▶ _Recorded information_:
▬▬▬▬▬▬▬▬▬▬

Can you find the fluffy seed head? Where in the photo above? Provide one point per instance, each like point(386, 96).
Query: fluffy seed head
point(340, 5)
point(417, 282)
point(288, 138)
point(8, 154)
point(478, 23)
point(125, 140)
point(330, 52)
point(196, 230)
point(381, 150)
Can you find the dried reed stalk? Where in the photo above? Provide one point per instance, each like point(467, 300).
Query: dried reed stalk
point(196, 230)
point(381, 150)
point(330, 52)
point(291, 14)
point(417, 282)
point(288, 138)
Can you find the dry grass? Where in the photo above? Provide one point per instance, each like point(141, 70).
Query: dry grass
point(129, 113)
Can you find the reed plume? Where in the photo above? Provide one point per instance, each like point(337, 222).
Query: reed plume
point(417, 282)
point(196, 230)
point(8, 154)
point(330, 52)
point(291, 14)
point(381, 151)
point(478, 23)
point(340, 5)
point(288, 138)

▬▬▬▬▬▬▬▬▬▬

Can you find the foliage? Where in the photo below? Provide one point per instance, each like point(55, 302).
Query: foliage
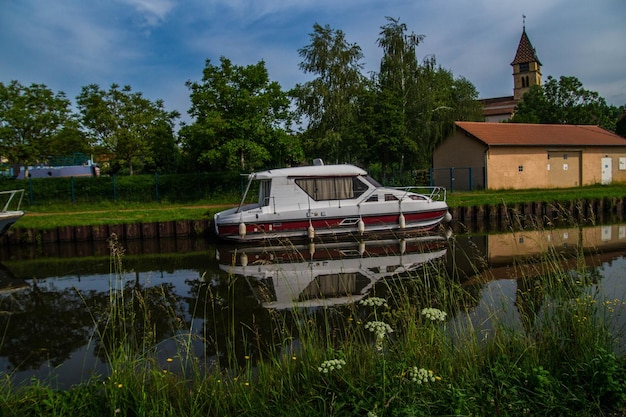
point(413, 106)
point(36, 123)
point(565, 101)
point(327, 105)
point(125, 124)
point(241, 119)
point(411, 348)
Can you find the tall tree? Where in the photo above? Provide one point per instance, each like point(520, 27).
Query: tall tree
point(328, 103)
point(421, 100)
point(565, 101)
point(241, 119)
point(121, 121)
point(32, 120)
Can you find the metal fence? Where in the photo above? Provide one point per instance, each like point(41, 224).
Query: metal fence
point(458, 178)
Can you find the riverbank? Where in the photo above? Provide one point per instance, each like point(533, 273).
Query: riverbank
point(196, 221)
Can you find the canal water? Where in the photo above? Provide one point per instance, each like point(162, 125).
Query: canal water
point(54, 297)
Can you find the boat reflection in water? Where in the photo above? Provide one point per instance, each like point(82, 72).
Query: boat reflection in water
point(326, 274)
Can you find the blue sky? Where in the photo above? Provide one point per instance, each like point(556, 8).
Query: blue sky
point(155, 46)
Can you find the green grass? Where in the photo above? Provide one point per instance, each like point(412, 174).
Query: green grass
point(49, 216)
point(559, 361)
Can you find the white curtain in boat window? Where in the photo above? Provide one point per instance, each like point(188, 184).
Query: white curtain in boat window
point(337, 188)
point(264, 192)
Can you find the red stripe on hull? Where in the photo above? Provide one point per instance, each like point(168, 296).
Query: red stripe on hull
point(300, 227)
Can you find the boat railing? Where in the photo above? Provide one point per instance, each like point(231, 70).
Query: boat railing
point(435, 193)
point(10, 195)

▬▬▬▬▬▬▬▬▬▬

▶ _Do this_: Arrange the lines of the listing as a numbered list, from the line containing "Can you find the fluffy" up to and including the line containing "point(129, 113)", and omit any blank lines.

▶ _Worked solution_:
1. Can you find the fluffy seed head? Where in the photo above? Provide one point per instance, each like point(386, 96).
2. Query: fluffy seed head
3. point(340, 5)
4. point(417, 282)
5. point(288, 138)
6. point(8, 154)
7. point(478, 23)
8. point(125, 140)
9. point(330, 52)
10. point(196, 230)
11. point(381, 150)
12. Can you find the dried reed stalk? Where in the photo above? Provide one point per instance, each like point(467, 300).
13. Query: dried reed stalk
14. point(196, 230)
15. point(381, 150)
16. point(330, 52)
17. point(291, 14)
18. point(417, 282)
19. point(288, 138)
20. Can you find the dry grass? Where in the photo above? Provide one point per instance, each like point(141, 70).
21. Query: dry grass
22. point(129, 113)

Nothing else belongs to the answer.